• 任务说明 A: 照原文抄写影星白杨一文中从“近些日子来,几乎每天都有人送”到“白杨转身从抽屉里拿出一些报纸,递给姚莘农。”的那一段。
• 任务说明 B: 从影星白杨一文最后一句之后接着往下写。

近些日子来,几乎每天都有人送鲜花来献给白杨。此外,电话及来访的人也络绎不绝。小报记者对她的私生活则尤感兴趣。什么“关于从南京到上海去的白杨女士”,“一个戏剧家眼中的白杨”,“白杨在银幕上的成就之预估”……云云,不一而足

一天晚上,“明星”编剧委员会副主任兼英文秘书姚莘农来找白杨跳舞,白杨认真地说:

“不,我不去了。往后,有什么事,你也早点来为好。”

“为什么?”姚莘农不明就里。

白杨转身从抽屉里拿出一些报纸,递给姚莘农。

姚莘农浏览了一遍后说:

“这些靠猎奇,捕风捉影来哗众取宠的小报,我大多都看过,你在乎它干吗?”

“不在乎能行吗?”白杨说,“这十里洋场,到处都是造谣公司,没有的事,可以造得有鼻头有眼睛。尤其是出了一点名,有多少双眼睛盯着你,多少人在包围着你,一些事稍不注意,就会弄得满城风雨。”

“让他们去说吧,你不必那么认真。”

“人言可畏呀。你还记得吗,阮玲玉,在这上海滩上,还不是被可畏的人言吃掉啦!”

“……”姚莘农见她那么一本正经地说着,神态又是那样矜持、高雅、不可接近,他想着,只好说:

“你的话也有一定的道理。”

影星难当,女影星尤其难当。

白杨被推上女影星宝座后,既要抵挡来自各方面的包围与追逐,又要走电影艺术的道路,这谈何容易啊!公司老板把他当作摇钱树,一味想靠她招徕观众,赚钱。

• 条目列表:
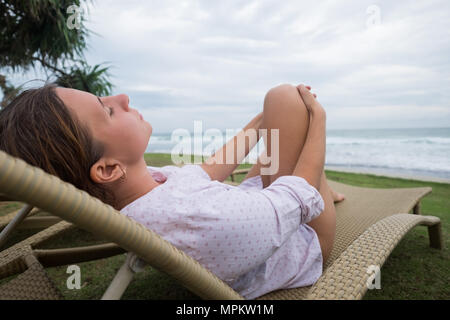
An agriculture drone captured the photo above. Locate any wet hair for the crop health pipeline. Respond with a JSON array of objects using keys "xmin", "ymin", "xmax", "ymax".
[{"xmin": 0, "ymin": 84, "xmax": 116, "ymax": 206}]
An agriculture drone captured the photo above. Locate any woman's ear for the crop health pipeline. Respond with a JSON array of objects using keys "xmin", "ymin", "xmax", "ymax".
[{"xmin": 90, "ymin": 158, "xmax": 125, "ymax": 183}]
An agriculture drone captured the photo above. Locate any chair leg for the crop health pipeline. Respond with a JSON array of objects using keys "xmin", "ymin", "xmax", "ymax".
[
  {"xmin": 428, "ymin": 222, "xmax": 444, "ymax": 250},
  {"xmin": 413, "ymin": 201, "xmax": 420, "ymax": 214}
]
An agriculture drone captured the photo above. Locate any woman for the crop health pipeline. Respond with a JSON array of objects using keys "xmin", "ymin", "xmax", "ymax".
[{"xmin": 0, "ymin": 85, "xmax": 344, "ymax": 299}]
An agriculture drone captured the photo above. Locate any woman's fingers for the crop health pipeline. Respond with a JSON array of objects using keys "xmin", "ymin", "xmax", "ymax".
[{"xmin": 297, "ymin": 84, "xmax": 317, "ymax": 98}]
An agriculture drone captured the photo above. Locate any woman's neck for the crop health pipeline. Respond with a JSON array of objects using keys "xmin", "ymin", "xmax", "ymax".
[{"xmin": 112, "ymin": 158, "xmax": 161, "ymax": 211}]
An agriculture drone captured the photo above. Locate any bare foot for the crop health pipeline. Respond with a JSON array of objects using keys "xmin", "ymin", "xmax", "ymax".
[{"xmin": 330, "ymin": 188, "xmax": 345, "ymax": 202}]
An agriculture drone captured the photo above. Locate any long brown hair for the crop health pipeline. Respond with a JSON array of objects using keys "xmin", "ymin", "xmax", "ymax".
[{"xmin": 0, "ymin": 84, "xmax": 115, "ymax": 206}]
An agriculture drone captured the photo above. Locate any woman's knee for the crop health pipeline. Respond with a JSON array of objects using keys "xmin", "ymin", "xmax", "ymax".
[{"xmin": 264, "ymin": 84, "xmax": 309, "ymax": 117}]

• 作答内容 A:
近些日子来,几乎每天都有人送鲜花来献给白杨。此外,电话及来访的人也络绎不绝。小报记者对她的私生活则尤感兴趣。什么“关于从南京到上海去的白杨女士”,“一个戏剧家眼中的白杨”,“白杨在银幕上的成就之预估”……云云,不一而足

一天晚上,“明星”编剧委员会副主任兼英文秘书姚莘农来找白杨跳舞,白杨认真地说:

“不,我不去了。往后,有什么事,你也早点来为好。”

“为什么?”姚莘农不明就里。

白杨转身从抽屉里拿出一些报纸,递给姚莘农。

• 作答内容 B:
一天,老板给她送来一本《双姐妹》的剧本,要她在其中饰两个女角色。白杨看了剧本后,感到此剧内容无聊、大卖噱头,迎合的是小市民的趣味,实在没有什么价值。

白杨当即把剧本退了回去:

“这样的角色,我不演。”

老板张石川大为吃惊:

“为什么?”

白杨不好直说,只是推却道:

“戏路子不对号。”

对于已驰名大上海的白杨,老板也只得给她几分面子。便换了《社会之花》的本子给她。

《社会之花》描写一个银行职员因挪用公款,投机失败而被捕入狱。刑满出狱后,他决心洗心革面做好人,但别人仍对他另眼看待。几年后,他的女婿重蹈覆辙,在劫难逃。他为了女儿的前途,以垂暮之年,代女婿坐监狱。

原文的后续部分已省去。